• GIVEN DATA:
⁂

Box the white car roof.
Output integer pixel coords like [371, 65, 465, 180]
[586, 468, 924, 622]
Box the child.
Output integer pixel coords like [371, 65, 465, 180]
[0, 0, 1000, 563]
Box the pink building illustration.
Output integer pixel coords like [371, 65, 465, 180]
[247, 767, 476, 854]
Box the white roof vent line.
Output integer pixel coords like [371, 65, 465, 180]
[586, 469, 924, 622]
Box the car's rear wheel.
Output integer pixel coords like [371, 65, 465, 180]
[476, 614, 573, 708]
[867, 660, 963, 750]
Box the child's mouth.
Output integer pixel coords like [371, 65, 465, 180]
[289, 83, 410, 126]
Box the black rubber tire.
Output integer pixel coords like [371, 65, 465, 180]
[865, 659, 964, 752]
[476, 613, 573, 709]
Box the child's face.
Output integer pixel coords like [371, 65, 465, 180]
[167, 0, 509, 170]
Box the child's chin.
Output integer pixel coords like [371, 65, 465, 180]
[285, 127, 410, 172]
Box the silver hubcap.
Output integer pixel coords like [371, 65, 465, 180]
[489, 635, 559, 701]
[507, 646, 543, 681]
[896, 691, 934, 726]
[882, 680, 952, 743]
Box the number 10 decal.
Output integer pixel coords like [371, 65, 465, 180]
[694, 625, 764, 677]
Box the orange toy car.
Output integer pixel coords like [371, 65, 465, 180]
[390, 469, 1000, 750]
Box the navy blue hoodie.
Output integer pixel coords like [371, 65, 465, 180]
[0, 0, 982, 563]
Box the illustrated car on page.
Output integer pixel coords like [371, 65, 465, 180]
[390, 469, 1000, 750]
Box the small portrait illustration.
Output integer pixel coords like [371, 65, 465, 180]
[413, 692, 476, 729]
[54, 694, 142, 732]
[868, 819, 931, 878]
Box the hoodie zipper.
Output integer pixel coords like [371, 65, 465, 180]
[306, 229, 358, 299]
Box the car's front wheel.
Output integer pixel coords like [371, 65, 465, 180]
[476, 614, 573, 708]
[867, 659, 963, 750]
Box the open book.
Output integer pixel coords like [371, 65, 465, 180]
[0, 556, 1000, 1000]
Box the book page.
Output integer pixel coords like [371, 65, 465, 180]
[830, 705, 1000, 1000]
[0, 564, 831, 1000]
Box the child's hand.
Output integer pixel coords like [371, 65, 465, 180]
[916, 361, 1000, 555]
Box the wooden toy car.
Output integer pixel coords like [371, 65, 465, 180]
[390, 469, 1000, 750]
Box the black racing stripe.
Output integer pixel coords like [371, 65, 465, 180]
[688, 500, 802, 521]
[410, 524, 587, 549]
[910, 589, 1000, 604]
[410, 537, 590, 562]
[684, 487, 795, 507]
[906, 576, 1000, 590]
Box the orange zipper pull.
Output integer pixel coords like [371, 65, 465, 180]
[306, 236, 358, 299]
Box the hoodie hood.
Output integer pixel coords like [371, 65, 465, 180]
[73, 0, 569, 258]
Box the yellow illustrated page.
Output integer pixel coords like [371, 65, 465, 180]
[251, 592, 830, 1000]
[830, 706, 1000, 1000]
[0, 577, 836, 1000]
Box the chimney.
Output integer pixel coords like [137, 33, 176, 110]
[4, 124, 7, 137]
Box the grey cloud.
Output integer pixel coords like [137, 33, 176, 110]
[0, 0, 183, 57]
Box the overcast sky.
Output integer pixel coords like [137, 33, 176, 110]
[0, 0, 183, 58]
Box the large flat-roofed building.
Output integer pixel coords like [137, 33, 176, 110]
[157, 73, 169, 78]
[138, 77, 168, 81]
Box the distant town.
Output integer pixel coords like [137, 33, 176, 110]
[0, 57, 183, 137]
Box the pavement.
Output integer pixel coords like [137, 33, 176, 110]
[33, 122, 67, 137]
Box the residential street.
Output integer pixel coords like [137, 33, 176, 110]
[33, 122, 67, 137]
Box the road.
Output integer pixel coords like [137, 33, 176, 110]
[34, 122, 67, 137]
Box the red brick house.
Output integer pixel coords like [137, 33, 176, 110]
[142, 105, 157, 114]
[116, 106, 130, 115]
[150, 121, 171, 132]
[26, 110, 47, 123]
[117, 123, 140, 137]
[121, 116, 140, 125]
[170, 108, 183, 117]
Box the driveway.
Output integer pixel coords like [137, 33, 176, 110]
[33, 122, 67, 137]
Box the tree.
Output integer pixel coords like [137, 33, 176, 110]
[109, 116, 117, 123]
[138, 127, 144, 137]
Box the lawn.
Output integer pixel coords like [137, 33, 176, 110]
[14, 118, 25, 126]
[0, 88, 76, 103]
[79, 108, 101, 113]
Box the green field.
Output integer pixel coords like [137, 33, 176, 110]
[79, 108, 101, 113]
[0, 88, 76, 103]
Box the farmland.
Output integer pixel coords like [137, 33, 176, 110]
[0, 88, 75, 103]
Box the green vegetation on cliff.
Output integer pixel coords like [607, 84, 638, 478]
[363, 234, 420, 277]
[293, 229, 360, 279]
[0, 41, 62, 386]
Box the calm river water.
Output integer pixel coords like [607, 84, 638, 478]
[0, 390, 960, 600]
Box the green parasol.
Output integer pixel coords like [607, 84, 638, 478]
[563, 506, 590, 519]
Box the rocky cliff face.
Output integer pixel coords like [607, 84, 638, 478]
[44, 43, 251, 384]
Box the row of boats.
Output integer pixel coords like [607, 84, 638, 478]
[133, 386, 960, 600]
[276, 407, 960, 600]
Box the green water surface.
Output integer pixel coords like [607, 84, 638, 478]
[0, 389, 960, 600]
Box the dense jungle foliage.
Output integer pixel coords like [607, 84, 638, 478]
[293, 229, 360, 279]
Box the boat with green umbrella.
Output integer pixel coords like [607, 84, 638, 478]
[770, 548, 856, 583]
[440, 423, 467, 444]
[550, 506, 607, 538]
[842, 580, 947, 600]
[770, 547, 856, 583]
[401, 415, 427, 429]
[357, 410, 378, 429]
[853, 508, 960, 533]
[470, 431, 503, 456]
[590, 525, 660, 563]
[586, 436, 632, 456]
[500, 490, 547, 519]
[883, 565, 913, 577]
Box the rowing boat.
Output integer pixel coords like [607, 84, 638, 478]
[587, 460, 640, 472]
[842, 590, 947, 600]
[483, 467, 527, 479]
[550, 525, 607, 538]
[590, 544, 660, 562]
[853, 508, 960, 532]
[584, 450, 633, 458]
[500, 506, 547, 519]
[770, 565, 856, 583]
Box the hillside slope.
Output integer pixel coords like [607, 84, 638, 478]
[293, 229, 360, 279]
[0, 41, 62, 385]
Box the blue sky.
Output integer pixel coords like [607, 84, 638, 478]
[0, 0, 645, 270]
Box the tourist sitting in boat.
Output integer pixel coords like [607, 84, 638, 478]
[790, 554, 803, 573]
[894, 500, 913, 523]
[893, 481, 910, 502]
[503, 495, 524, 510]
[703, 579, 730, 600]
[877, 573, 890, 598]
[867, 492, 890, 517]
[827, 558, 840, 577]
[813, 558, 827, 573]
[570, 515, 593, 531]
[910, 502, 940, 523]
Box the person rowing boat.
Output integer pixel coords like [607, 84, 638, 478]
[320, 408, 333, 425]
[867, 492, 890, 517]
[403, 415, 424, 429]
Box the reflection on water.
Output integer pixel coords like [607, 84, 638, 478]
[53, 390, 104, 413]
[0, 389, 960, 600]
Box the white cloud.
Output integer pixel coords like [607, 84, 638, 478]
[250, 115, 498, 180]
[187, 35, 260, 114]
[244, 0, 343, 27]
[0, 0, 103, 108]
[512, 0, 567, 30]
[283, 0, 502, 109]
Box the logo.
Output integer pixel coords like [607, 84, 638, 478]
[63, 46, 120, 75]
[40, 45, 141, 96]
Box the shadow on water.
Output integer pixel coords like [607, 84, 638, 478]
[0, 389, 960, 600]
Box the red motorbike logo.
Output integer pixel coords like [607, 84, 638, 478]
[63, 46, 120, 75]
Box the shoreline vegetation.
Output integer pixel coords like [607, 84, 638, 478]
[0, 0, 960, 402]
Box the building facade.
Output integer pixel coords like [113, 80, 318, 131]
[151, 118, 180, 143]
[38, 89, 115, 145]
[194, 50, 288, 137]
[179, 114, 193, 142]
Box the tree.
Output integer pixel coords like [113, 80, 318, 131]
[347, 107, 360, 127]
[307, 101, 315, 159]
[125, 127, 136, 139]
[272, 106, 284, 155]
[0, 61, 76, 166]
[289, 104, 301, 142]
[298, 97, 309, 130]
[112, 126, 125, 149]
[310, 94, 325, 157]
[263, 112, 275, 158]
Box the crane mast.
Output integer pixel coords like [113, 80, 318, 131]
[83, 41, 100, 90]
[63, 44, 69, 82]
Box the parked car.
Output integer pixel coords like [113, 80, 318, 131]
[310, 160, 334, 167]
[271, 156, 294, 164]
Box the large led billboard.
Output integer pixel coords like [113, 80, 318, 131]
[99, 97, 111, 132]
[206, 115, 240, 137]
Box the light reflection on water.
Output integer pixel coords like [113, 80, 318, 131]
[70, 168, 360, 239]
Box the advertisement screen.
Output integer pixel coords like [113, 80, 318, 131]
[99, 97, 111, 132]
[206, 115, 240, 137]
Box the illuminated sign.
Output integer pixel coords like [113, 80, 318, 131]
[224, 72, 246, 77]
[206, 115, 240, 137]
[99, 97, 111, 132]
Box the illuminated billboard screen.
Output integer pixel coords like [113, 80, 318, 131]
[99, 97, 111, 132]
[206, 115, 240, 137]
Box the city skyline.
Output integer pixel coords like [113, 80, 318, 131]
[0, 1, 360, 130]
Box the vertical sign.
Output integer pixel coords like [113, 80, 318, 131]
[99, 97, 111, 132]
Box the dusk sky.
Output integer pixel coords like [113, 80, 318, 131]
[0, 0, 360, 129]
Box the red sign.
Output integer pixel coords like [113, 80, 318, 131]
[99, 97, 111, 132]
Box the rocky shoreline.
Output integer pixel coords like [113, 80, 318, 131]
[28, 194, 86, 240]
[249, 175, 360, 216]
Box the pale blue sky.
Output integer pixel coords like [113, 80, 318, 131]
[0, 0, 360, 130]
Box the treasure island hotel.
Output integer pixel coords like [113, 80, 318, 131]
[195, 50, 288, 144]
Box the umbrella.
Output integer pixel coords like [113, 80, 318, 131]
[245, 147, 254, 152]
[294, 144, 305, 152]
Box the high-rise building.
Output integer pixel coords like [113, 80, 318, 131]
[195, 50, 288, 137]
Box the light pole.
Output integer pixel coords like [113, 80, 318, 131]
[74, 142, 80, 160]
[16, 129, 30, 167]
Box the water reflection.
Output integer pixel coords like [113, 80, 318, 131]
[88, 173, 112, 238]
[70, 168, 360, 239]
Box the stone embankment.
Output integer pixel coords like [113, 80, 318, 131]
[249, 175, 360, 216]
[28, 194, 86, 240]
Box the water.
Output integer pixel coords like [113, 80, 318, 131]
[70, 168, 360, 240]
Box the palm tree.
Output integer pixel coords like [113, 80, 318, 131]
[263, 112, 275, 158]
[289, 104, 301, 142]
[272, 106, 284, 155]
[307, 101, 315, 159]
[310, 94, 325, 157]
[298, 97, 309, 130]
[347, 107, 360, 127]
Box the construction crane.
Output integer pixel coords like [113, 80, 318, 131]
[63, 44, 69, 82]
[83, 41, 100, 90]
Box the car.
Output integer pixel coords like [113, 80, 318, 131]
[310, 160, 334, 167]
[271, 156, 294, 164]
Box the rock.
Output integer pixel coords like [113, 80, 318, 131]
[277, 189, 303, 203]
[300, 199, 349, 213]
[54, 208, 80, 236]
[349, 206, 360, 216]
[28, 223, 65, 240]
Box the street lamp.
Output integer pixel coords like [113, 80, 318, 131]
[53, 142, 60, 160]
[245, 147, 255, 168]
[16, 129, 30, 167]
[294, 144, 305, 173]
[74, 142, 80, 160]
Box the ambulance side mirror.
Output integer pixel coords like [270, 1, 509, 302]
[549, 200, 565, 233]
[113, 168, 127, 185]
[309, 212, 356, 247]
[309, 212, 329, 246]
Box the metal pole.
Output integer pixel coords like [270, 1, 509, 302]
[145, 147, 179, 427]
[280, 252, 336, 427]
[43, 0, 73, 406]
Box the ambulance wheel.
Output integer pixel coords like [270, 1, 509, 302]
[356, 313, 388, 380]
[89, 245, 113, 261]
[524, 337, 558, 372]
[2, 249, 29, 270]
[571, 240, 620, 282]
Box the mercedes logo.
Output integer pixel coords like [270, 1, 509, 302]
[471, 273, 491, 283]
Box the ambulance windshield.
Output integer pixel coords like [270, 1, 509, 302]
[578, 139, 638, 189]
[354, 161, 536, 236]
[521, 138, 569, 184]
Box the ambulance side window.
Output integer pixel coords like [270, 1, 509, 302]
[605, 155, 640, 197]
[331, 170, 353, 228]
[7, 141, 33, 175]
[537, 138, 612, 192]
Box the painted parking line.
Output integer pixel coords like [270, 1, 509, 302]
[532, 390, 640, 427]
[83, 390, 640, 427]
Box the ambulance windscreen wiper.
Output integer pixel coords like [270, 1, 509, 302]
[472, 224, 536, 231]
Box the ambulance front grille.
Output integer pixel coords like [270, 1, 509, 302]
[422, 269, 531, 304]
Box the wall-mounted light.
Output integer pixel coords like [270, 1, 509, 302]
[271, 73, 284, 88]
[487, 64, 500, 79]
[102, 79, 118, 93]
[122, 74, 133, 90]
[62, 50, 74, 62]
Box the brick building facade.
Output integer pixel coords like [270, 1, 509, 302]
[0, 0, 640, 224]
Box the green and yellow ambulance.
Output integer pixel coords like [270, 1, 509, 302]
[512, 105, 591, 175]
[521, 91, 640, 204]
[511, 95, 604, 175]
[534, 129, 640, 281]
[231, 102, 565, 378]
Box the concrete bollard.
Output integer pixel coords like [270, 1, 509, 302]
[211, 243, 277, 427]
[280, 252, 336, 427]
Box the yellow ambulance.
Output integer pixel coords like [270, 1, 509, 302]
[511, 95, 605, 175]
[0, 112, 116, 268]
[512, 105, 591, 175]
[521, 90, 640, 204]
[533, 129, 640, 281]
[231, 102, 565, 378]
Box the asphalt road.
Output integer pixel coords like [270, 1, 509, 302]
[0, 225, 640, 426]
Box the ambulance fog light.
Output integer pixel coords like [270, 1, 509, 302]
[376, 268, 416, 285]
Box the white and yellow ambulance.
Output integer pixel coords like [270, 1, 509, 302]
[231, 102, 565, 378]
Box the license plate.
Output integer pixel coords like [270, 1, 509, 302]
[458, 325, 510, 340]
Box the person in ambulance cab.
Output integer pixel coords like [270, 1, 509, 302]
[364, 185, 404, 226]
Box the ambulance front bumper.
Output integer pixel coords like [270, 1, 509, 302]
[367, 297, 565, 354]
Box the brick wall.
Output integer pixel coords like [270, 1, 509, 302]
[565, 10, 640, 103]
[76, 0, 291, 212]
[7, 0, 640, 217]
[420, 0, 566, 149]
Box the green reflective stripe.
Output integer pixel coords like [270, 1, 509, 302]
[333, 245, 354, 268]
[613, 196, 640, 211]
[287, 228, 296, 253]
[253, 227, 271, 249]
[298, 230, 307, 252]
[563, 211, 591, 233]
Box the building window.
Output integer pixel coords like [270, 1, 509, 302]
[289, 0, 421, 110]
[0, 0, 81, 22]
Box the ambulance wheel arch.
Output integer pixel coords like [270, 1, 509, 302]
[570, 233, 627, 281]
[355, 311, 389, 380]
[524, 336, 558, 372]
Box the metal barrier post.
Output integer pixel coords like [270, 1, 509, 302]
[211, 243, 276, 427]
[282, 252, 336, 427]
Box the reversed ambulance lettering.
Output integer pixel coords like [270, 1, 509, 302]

⁂

• WHAT IS ASKED:
Can you recast the part of the data above that opens with the line containing "Box the illuminated billboard screen." and closes with the line containing "[0, 0, 360, 129]" as a numbered list, keeping both of those lines and leaving out any blank lines?

• RESPONSE FOR THIS EXERCISE:
1. Box the illuminated billboard screen.
2. Output integer pixel coords like [113, 80, 318, 131]
3. [99, 97, 111, 132]
4. [206, 115, 240, 137]
5. Box the city skyline.
6. Output integer pixel coords like [113, 80, 318, 131]
7. [0, 1, 360, 130]
8. Box the vertical sign.
9. Output integer pixel coords like [113, 80, 318, 131]
10. [99, 97, 111, 132]
11. Box the dusk sky.
12. Output integer pixel coords like [113, 80, 318, 131]
13. [0, 0, 360, 129]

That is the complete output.